**INFORMATION SHOWN:**
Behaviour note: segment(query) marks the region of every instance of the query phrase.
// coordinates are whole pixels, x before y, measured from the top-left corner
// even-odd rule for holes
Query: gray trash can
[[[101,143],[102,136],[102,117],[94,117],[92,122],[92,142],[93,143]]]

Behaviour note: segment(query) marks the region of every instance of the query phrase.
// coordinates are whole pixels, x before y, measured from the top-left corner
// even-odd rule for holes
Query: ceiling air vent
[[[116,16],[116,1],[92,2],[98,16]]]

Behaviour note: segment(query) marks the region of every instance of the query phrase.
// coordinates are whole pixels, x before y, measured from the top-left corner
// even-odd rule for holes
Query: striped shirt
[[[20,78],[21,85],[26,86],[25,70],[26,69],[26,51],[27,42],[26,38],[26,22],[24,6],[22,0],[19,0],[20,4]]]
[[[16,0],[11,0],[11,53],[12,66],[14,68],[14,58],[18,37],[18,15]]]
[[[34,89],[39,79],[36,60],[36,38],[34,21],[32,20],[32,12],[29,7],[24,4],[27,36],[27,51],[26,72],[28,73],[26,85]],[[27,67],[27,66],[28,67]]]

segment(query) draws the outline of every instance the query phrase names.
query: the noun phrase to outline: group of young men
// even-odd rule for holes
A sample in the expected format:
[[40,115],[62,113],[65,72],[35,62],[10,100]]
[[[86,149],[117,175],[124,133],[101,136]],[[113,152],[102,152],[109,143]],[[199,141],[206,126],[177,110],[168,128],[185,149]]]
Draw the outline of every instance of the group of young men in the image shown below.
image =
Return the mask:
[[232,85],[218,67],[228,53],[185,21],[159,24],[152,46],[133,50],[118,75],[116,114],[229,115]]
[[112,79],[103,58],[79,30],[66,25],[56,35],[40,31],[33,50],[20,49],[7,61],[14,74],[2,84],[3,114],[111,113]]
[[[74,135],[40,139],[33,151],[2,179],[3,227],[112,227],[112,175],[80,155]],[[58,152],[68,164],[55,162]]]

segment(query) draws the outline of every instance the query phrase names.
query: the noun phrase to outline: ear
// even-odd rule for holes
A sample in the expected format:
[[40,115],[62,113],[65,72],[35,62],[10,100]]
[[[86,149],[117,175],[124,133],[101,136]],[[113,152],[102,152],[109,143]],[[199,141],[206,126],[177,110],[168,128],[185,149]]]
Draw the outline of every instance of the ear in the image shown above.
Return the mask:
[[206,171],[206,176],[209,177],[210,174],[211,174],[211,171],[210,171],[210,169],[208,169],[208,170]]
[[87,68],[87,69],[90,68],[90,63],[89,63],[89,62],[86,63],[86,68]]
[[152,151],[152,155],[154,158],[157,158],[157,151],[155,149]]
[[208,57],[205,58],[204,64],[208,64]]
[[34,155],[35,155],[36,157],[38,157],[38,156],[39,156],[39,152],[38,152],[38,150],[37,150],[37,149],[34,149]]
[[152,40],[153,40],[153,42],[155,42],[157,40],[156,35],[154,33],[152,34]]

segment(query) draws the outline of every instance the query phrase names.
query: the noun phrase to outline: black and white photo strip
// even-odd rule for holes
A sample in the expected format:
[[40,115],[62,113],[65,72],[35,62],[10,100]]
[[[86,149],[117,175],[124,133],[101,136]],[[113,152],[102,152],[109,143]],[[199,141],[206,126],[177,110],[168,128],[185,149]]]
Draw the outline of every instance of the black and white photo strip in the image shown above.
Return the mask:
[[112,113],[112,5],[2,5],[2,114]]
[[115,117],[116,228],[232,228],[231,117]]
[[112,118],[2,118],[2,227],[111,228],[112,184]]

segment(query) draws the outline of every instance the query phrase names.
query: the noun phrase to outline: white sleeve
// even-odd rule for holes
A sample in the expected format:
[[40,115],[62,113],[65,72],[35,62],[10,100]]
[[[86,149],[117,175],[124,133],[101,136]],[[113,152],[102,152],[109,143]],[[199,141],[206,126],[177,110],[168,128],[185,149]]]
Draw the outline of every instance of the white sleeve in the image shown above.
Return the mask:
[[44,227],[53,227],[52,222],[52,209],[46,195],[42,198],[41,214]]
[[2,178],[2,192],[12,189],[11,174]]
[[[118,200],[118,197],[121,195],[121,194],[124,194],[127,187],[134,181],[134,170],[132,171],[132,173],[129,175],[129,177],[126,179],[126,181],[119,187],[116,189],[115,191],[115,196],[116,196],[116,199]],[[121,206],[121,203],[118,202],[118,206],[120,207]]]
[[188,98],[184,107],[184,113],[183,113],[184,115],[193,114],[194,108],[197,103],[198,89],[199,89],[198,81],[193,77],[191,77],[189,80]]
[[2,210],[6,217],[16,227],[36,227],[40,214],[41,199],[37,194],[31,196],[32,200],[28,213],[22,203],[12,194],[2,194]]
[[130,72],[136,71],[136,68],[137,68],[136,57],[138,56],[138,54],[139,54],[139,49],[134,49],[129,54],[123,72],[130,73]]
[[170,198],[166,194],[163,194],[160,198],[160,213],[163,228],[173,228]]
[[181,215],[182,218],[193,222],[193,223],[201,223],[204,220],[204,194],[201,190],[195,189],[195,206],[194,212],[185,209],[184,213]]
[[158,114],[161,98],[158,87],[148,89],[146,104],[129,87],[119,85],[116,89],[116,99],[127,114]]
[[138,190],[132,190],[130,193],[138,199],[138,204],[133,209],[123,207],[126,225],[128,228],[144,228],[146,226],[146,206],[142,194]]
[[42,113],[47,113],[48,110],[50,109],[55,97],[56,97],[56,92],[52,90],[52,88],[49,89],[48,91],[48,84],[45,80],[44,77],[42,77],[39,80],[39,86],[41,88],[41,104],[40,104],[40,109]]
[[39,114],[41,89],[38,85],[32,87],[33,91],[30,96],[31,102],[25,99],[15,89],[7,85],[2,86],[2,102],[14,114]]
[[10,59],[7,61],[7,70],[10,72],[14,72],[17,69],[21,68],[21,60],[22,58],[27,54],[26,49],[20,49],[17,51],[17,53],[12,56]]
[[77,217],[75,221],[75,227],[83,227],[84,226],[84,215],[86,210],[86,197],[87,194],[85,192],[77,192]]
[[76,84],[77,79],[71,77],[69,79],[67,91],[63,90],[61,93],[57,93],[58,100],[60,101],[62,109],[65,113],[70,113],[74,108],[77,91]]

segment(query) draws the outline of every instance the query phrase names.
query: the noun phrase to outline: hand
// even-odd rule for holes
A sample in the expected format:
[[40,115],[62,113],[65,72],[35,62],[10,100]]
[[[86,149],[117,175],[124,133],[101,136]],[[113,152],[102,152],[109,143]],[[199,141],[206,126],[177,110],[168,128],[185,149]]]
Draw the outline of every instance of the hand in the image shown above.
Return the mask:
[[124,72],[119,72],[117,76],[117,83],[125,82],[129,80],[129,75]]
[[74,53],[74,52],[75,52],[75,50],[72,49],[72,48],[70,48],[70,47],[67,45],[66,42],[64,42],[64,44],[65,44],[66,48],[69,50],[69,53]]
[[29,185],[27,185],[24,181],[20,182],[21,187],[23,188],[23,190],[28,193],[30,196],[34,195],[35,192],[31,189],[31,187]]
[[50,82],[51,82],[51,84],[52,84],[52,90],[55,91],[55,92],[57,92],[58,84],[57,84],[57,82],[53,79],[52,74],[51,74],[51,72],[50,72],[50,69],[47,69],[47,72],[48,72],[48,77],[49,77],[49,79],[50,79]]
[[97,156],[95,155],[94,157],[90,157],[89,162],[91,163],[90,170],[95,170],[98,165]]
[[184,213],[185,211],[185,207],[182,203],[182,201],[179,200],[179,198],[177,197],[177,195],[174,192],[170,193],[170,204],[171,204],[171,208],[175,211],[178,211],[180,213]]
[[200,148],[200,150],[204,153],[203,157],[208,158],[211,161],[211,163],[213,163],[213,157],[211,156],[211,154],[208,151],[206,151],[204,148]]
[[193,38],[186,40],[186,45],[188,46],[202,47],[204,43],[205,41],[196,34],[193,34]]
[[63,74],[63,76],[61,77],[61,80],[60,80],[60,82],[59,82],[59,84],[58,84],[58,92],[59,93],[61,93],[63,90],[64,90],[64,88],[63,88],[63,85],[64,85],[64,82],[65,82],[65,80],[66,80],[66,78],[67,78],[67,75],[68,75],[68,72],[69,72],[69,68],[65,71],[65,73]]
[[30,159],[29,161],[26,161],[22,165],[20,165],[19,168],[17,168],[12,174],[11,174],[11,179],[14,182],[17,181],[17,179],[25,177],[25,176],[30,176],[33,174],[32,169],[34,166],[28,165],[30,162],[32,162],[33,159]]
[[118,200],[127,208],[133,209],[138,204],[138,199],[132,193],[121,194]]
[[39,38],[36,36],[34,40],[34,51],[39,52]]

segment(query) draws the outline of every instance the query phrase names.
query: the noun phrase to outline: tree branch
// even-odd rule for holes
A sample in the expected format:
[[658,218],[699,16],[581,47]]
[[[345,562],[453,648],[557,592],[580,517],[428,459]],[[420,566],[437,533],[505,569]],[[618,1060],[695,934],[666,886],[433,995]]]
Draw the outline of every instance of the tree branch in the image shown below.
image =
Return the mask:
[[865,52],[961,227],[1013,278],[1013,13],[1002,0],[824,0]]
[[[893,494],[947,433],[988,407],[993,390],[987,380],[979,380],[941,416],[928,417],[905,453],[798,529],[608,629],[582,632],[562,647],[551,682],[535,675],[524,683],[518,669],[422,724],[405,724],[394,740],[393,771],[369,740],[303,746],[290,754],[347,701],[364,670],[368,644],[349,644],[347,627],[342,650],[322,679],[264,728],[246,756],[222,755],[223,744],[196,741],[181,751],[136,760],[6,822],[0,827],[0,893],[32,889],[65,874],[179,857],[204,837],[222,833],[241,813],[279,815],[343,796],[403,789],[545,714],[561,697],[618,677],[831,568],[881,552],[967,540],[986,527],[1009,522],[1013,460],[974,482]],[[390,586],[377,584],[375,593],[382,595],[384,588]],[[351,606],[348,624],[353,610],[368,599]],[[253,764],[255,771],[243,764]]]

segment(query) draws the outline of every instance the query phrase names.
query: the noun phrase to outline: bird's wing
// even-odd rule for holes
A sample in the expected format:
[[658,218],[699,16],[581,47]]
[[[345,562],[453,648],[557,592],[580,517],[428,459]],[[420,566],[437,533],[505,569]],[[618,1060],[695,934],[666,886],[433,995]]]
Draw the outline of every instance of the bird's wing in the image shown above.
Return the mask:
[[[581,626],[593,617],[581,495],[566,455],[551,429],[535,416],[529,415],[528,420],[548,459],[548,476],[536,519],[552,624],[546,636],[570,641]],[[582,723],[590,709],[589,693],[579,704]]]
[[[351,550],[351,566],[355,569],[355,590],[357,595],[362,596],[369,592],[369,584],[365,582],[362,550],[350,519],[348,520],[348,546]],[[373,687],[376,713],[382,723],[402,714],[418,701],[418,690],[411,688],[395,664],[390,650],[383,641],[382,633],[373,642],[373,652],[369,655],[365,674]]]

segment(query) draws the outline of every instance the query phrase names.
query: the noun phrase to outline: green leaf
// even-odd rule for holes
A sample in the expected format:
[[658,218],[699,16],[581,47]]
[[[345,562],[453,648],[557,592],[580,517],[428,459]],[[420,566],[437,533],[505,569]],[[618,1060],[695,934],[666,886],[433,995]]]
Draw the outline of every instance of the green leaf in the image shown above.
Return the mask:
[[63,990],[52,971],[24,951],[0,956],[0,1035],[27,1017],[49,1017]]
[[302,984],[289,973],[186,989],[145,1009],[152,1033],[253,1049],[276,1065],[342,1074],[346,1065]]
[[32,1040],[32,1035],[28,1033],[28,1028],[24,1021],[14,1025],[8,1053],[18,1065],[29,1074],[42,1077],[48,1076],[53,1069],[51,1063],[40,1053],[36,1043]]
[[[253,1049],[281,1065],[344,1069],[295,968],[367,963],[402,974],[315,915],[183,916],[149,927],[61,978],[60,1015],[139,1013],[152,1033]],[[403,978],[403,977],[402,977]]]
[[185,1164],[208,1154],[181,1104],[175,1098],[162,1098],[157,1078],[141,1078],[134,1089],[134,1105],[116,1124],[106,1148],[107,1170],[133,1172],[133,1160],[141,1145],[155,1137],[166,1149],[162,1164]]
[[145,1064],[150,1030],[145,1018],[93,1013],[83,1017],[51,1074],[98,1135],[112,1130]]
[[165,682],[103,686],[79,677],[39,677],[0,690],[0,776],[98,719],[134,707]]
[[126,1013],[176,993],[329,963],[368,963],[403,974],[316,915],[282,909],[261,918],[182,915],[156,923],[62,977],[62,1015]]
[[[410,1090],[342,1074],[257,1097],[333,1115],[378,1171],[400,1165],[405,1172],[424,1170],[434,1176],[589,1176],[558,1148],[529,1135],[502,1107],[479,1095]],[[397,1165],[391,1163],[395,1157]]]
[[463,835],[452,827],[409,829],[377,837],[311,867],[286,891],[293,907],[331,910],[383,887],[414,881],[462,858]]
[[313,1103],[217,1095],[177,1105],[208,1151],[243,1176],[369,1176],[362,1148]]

**WHAT TO PRODUCE:**
Show each line of the material above that contains the string "group", copying every such line in full. The match is case-sensitive.

**EXPECTED OUTPUT:**
query: the noun phrase to outline: group of young men
Draw the outline of every instance of the group of young men in the image shown below.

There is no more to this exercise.